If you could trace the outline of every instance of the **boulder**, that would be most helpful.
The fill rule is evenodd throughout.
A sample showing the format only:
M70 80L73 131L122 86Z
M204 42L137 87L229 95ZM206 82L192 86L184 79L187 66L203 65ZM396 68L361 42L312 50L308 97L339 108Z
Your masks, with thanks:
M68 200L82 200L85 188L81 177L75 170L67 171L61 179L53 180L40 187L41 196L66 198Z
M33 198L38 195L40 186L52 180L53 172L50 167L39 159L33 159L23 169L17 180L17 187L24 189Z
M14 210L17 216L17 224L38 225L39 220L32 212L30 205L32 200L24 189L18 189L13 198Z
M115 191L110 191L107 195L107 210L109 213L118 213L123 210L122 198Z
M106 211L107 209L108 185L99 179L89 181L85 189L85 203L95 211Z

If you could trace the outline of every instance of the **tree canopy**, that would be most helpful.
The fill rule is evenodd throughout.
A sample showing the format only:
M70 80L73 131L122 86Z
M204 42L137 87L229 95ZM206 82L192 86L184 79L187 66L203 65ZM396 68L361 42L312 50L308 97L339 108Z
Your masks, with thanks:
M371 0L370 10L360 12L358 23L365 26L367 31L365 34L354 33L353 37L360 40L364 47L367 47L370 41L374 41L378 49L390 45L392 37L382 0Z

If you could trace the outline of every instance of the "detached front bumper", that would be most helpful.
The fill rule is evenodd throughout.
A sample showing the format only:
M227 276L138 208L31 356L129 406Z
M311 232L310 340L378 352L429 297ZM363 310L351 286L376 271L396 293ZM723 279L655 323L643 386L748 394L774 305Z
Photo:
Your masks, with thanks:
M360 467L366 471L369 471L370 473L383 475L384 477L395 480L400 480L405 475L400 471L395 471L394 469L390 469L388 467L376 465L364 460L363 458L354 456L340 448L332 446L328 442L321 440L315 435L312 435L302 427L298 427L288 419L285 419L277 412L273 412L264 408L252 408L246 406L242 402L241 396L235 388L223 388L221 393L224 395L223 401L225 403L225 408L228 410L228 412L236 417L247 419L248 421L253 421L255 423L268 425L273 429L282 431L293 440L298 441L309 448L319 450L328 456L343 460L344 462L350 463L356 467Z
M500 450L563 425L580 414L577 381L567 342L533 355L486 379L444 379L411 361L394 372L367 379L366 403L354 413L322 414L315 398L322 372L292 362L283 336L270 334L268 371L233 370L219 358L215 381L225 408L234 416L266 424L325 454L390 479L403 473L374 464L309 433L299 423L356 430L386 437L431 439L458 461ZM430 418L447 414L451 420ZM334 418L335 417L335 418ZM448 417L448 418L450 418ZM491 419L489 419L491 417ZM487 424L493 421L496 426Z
****
PROBLEM DETAILS:
Give the data again, exactly as written.

ANSWER AREA:
If you could trace the outline of every instance of the **boulder**, that would be most helpful.
The fill rule is evenodd throughout.
A sample showing the format only:
M70 80L73 131L122 86Z
M204 42L137 87L229 95ZM206 82L192 86L184 79L187 66L203 65ZM396 68L361 42L312 50L308 97L339 108Z
Your masks, with thanks:
M68 200L82 200L85 188L81 177L75 170L67 171L61 179L53 180L40 187L41 196L66 198Z
M33 198L38 195L40 186L52 180L53 172L50 167L39 159L33 159L23 169L17 180L17 187L24 189Z
M14 210L17 216L17 224L38 225L39 220L32 212L30 205L32 200L24 189L18 189L13 198Z
M115 191L110 191L107 195L107 210L109 213L118 213L123 210L122 198Z
M106 211L107 209L108 185L99 179L89 181L85 189L85 203L95 211Z

If you could trace the outline of every instance of the **tree canopy**, that would be most helpful.
The fill rule is evenodd throughout.
A sample showing the format only:
M70 80L73 131L122 86Z
M204 42L137 87L229 95ZM206 82L192 86L184 79L187 66L203 65ZM396 68L361 42L312 50L308 97L339 108Z
Your masks, with thanks:
M371 0L370 10L360 12L358 23L365 26L367 31L365 34L354 33L353 37L360 40L364 47L367 47L370 41L374 41L378 49L390 45L392 37L382 0Z

If you could trace the outline of every instance of the "detached front bumper", that would be most helpful.
The fill rule is evenodd throughout.
A sample showing the format only:
M227 276L138 208L31 356L129 406Z
M311 232L310 340L378 352L429 297ZM363 310L351 286L376 271L396 293ZM723 279L655 323L643 386L748 394L774 305Z
Photo:
Your masks, with thanks:
M360 467L366 471L369 471L370 473L383 475L384 477L395 480L400 480L405 475L400 471L395 471L394 469L390 469L388 467L376 465L364 460L363 458L354 456L340 448L332 446L328 442L321 440L315 435L312 435L302 427L298 427L288 419L285 419L277 412L273 412L264 408L252 408L246 406L242 402L241 396L235 388L223 388L221 393L224 395L223 401L225 403L225 408L228 410L228 412L236 417L247 419L248 421L253 421L255 423L268 425L273 429L282 431L293 440L298 441L309 448L319 450L328 456L343 460L344 462L350 463L356 467Z
M500 450L563 425L580 414L577 381L567 342L533 355L486 379L444 379L411 361L394 372L367 379L366 403L354 413L322 414L315 398L322 372L292 362L283 336L270 334L268 371L233 370L219 358L215 381L225 408L234 416L266 424L325 454L390 479L403 473L374 464L309 433L299 423L356 430L386 437L431 439L458 461ZM430 418L447 414L451 420ZM334 418L335 417L335 418ZM448 417L448 418L450 418ZM491 419L489 419L491 417ZM487 424L493 421L496 426Z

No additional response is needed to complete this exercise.